Second opus des « Mille saisons », ce feuilleton intergénérationnel découvert avec La Géante et le naufrageur (critique in Bifrost n°112), L’Éveil du Palazzo nous promène dans le lacis populeux des rues et avenues de la cité de Pré aux Oies. L’occasion pour Léo Henry de prolonger avec bonheur son récit en compagnie de nouveaux personnages pour une aventure riche en rebondissements. Les afficinados de l’auteur peuvent d’ores et déjà jubiler, les autres, principalement néophytes, qu’ils sachent que la lecture de La Géante et le naufrageur n’est aucunement pré-requise pour profiter du présent roman, même s’il est regrettable de ne pouvoir se prévaloir de cette expérience.
-=-=-=-=-
Extrayez de la critique, sans rien modifier, le passage qui s'ouvre sur les mots « Second opus des » et se clôt sur « de cette expérience. ».

Données de localisation à un point par instance:
-=-=-=-=-
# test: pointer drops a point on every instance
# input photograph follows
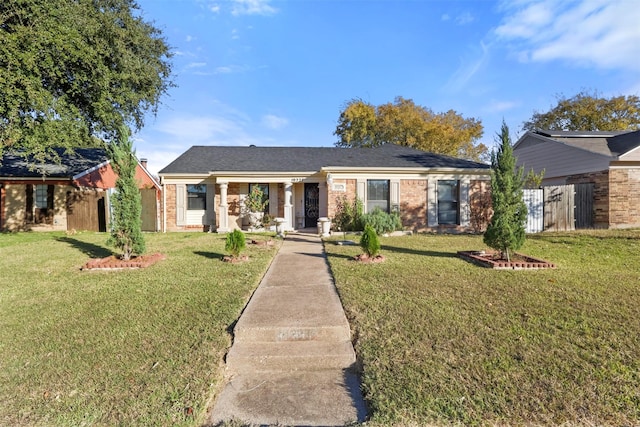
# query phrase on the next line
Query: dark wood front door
(311, 205)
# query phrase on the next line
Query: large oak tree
(73, 72)
(589, 112)
(402, 122)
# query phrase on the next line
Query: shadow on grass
(418, 252)
(210, 255)
(89, 249)
(331, 255)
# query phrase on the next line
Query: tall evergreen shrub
(126, 224)
(369, 241)
(506, 231)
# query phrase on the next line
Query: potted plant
(254, 205)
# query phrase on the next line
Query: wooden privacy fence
(559, 208)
-=-=-=-=-
**Résultat:**
Second opus des « Mille saisons », ce feuilleton intergénérationnel découvert avec La Géante et le naufrageur (critique in Bifrost n°112), L’Éveil du Palazzo nous promène dans le lacis populeux des rues et avenues de la cité de Pré aux Oies. L’occasion pour Léo Henry de prolonger avec bonheur son récit en compagnie de nouveaux personnages pour une aventure riche en rebondissements. Les afficinados de l’auteur peuvent d’ores et déjà jubiler, les autres, principalement néophytes, qu’ils sachent que la lecture de La Géante et le naufrageur n’est aucunement pré-requise pour profiter du présent roman, même s’il est regrettable de ne pouvoir se prévaloir de cette expérience.